_Written exercise_
Look below for the line with "Place a marker on the shirt", and from there restate every line word for word until the entries end.

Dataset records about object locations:
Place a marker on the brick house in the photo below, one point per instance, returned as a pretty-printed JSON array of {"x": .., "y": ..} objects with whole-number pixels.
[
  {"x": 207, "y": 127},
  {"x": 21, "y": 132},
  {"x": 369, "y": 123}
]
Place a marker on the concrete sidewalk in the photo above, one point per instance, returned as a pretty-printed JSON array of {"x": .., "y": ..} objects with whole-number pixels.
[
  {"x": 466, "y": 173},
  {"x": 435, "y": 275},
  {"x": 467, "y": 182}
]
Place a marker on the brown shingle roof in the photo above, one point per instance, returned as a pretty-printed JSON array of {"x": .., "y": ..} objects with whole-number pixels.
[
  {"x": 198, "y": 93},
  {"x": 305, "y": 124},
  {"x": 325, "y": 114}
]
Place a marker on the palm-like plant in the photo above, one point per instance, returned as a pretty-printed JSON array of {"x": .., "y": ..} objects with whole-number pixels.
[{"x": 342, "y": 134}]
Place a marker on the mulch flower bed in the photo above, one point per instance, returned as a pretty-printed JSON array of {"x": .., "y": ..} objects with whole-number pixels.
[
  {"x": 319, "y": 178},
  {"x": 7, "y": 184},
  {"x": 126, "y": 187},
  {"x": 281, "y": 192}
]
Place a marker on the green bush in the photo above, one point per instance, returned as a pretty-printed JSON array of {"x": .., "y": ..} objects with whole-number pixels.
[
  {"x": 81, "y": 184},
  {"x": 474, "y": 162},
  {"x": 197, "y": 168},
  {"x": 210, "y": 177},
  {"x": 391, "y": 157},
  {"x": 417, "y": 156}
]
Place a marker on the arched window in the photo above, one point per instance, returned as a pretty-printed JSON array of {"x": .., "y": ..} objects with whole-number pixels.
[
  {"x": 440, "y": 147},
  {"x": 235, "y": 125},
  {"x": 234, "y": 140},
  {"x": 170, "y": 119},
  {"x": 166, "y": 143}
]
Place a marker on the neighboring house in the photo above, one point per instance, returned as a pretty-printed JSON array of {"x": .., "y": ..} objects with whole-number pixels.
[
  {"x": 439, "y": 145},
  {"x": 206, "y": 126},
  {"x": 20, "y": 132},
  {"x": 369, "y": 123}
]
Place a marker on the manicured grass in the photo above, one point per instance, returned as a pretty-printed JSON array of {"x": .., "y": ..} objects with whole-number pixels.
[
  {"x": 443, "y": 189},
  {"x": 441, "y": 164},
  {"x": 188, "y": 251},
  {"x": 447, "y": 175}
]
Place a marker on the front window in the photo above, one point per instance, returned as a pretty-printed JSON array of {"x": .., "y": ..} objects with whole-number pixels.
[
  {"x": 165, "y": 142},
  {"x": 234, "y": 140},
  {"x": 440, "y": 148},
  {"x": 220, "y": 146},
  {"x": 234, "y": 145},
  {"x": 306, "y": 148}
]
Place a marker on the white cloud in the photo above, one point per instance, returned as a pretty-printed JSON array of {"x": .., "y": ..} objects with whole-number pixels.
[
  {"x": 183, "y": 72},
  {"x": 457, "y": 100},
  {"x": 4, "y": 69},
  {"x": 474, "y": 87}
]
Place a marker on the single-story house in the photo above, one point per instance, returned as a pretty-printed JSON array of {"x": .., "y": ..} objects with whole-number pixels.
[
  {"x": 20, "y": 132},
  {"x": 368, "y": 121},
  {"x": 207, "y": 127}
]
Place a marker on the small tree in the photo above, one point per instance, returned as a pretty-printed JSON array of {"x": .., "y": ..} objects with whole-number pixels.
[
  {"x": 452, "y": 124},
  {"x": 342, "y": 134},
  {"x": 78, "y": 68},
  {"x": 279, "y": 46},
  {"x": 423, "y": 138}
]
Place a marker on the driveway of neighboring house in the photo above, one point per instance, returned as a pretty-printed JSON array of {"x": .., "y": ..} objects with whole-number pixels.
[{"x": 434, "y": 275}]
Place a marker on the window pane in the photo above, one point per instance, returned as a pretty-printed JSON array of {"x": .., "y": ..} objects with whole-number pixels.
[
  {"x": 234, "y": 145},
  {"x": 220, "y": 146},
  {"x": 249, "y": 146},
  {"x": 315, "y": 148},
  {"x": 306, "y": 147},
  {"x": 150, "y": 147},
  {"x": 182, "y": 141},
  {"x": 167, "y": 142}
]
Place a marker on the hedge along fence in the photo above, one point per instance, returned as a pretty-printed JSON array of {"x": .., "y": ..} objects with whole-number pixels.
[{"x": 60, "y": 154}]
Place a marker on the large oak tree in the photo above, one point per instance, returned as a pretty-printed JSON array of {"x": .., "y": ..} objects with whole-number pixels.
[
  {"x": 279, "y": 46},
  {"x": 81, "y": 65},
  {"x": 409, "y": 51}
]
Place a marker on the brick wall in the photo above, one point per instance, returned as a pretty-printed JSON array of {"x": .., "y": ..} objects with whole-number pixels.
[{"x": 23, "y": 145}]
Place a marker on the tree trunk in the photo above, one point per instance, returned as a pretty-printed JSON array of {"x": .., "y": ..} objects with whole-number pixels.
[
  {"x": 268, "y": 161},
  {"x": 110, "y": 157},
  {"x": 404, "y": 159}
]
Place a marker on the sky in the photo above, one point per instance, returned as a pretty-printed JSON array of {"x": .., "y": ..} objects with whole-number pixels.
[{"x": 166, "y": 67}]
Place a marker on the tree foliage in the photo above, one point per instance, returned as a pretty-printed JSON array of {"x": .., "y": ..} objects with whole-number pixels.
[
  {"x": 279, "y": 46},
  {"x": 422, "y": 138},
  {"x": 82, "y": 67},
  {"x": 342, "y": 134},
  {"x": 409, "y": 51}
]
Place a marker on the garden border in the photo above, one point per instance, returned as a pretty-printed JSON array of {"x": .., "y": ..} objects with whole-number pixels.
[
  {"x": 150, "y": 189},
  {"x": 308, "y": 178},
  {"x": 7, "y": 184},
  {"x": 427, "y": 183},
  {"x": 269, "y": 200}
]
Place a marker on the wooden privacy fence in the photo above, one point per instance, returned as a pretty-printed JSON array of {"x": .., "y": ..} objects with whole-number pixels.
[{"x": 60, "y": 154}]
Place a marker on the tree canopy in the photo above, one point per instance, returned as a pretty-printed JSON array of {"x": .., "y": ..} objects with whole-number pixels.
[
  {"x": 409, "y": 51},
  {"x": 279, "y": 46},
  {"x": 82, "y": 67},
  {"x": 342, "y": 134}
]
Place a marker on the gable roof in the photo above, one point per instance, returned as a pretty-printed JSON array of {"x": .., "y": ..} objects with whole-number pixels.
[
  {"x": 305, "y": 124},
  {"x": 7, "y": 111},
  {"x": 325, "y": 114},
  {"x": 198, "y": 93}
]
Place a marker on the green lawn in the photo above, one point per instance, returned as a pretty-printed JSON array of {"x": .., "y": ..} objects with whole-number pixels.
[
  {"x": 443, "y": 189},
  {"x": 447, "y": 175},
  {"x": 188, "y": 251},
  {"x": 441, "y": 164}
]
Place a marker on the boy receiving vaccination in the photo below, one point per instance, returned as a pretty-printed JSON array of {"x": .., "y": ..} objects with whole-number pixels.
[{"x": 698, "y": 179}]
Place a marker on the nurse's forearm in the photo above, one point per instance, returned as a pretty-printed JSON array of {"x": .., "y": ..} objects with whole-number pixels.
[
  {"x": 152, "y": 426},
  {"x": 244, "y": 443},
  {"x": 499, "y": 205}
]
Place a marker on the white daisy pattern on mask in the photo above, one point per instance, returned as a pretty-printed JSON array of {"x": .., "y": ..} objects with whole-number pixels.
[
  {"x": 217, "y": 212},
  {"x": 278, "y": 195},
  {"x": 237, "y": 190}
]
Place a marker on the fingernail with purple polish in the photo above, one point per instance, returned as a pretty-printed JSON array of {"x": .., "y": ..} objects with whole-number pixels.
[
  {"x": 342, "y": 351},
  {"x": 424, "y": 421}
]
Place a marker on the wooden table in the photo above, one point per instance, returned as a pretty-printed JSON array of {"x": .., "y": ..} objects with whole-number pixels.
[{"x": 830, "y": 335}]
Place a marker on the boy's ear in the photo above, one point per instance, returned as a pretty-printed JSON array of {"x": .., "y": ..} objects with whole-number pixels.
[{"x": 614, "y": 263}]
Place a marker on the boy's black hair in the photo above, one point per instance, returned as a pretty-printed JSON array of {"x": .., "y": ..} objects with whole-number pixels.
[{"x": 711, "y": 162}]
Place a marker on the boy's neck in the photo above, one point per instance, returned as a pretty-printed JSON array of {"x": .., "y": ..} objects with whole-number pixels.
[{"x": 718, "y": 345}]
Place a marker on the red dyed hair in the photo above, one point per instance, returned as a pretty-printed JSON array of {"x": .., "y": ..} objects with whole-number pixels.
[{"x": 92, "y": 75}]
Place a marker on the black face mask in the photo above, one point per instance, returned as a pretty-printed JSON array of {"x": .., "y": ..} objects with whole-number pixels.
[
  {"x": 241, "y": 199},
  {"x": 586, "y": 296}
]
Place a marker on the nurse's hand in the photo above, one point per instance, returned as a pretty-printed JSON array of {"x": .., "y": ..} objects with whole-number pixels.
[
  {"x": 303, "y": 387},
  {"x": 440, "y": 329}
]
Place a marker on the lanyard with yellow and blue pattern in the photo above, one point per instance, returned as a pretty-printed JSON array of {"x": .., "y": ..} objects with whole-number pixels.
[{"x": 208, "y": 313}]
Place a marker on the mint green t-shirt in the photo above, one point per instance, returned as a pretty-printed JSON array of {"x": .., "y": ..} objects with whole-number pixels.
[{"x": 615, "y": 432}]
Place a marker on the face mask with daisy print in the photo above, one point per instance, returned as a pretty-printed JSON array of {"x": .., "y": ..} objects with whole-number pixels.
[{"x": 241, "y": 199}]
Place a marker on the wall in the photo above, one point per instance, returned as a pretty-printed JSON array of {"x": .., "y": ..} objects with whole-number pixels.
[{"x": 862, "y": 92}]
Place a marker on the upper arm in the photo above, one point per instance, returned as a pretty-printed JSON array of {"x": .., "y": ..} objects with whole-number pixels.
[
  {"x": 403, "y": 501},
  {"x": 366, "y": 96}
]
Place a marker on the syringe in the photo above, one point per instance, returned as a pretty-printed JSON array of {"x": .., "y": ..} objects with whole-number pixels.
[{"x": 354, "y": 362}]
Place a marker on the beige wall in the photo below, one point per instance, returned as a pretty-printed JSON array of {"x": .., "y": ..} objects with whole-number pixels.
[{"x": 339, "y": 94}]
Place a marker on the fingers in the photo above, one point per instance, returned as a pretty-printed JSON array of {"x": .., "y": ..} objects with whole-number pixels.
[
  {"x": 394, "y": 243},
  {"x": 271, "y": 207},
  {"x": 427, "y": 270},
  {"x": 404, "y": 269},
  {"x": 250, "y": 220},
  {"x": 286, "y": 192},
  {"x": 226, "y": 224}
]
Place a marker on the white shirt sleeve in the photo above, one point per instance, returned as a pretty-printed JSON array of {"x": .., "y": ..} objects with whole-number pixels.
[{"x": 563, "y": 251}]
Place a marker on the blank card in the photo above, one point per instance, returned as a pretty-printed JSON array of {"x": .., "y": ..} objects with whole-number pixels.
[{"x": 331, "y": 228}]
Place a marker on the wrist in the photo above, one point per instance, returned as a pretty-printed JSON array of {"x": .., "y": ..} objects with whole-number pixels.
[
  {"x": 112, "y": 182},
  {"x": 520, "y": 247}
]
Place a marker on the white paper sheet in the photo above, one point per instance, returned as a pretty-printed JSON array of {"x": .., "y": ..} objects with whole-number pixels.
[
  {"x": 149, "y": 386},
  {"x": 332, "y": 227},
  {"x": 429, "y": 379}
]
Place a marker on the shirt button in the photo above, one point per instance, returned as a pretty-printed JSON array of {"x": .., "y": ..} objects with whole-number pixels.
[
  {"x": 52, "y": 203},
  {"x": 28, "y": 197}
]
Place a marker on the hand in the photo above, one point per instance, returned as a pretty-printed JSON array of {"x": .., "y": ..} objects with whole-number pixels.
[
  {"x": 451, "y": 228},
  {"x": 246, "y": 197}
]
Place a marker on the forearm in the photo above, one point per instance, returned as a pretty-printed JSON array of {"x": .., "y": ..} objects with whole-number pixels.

_Complete output_
Place a marker on the shirt button in the photo above, one point per instance, returned as a pretty-printed JSON array of {"x": .., "y": ..} objects with whole-number pixels.
[
  {"x": 52, "y": 203},
  {"x": 28, "y": 197}
]
Place a marker on the hand in the photo above, one point per instance, returned as a pretty-printed JSON array of {"x": .., "y": ..} objects with whole-number pixels.
[
  {"x": 451, "y": 228},
  {"x": 246, "y": 197}
]
Place a marker on the forearm in the photo above, one point per instance, returned as a pretty-printed JSON array of {"x": .., "y": ..} objects with whole-number pixels.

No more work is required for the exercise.